In the following conversation, Yaw speaks with City & State about his goals for the committee in 2024, the state of the commonwealth’s energy infrastructure, Pennsylvania’s efforts to reduce emissions through the Regional Greenhouse Gas Initiative and whether the state could benefit from an independent office devoted to energy.

The following conversation has been edited for length and clarity.

With it being a new year in Harrisburg, what are some of your policy goals for the Senate Environmental Resources & Energy Committee?

I think the integrity of the electric power grid is probably the No. 1 issue facing every resident of Pennsylvania and possibly – if you want to expand that – every person in the United States. We depend so much on electricity and we’re rapidly decreasing the reliability of our electric grid.

Every modern society that we’re aware of is organized based on three building blocks. Number one is energy. With energy, you can build an economy, and once you have an economy, you can worry about the environment. It has to be almost in that order. For example, if you don’t have an economy, and you’re worried about: ‘Do you have a job?’ or ‘Do I have food to eat today?’ You really don’t care much about the environment. One of the things that I try to establish with the Environmental Committee is that the best thing for the environment that we could ever wish for would be to have a robust economy. I think that that’s something that gets lost on a lot of people. What we’re doing right now in our energy policy – and unfortunately, Pennsylvania is part of this, I think – is we’re tinkering with the environmental part, without considering the economic impact or what’s going on at that level – at the mid-level.
━━━━━━━━
◆ **Brief 1**
In the interview on Pennsylvania energy policy, condense the paragraph beginning "Every modern society that we're aware of" into a shorter version that keeps its main points.
◆ **Brief 2**
Write the next part of the interview on Pennsylvania energy policy, picking up after its final sentence.
The material after this point comes from a different source.

◆ **Material**
━━━━━━━━
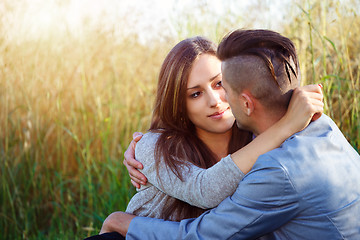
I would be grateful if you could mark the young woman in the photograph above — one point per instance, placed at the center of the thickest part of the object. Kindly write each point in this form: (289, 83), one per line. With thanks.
(193, 128)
━━━━━━━━
◆ **Task response 1**
Modern societies rest on three building blocks, in roughly this order: energy, which makes an economy possible, and then concern for the environment. People worried about having a job or food to eat care little about the environment, so a robust economy is the best thing the environment could have, a point many people miss. Current energy policy, with Pennsylvania taking part, tinkers with the environmental part without considering the economic impact at the mid-level.

◆ **Task response 2**
There are two ways to produce electricity: thermal and nonthermal. Thermal means any way that you can produce steam. You could use gas, you could use coal, you can use oil, you use nuclear. The advantage of that thermal power is this: It is available 365 days a year, 24 hours a day, seven days a week. It does not depend on the weather, it does not depend on the time of day or any other factors. Nonthermal is everything else; mainly what we think about is the renewables – the wind and solar. Wind and solar – nonthermal sources –are intermittent power sources, and they're of limited duration. At six o’clock tonight, the sun’s not gonna be shining. So where's the power come from? It’s got to come from these thermal production (sources). In Pennsylvania, as a result of mainly environmental rules, we’re closing down the baseload power plants.

I think that it’s absolutely critical that the committee keep its focus on how we deal with these power plants that we’re not replacing. We used to have a tremendous gap between the demand and the capacity. That gap is narrowing to the point where it’s critical. If we have a major weather event, we’re going to be in trouble.

How do we reverse that and move in the opposite direction?

I was asked to do a presentation before the board of managers of PJM – the regional transmission organization – who asked me: “What do you think it’s going to take to get people's attention?” And I said, “Unfortunately, it’s going to take a catastrophic event with significant loss of life – that might get people's attention.” Now that happened in Texas. That’s what we had out there in Winter Storm Elliot two years ago. There were 200 people that died – and it didn’t get people’s attention. 

Over the past 75 years, we have become so accustomed to flipping a light switch, and when you flip the switch, the lights come on. Nobody even thinks about it. So we don’t pay any attention to it. I told PJM – this is a little bit facetious, but it’s the best descriptor – I said you have managed to put this together with wire and duct tape and make this system work. As a result of that, people don’t pay attention, they don’t care.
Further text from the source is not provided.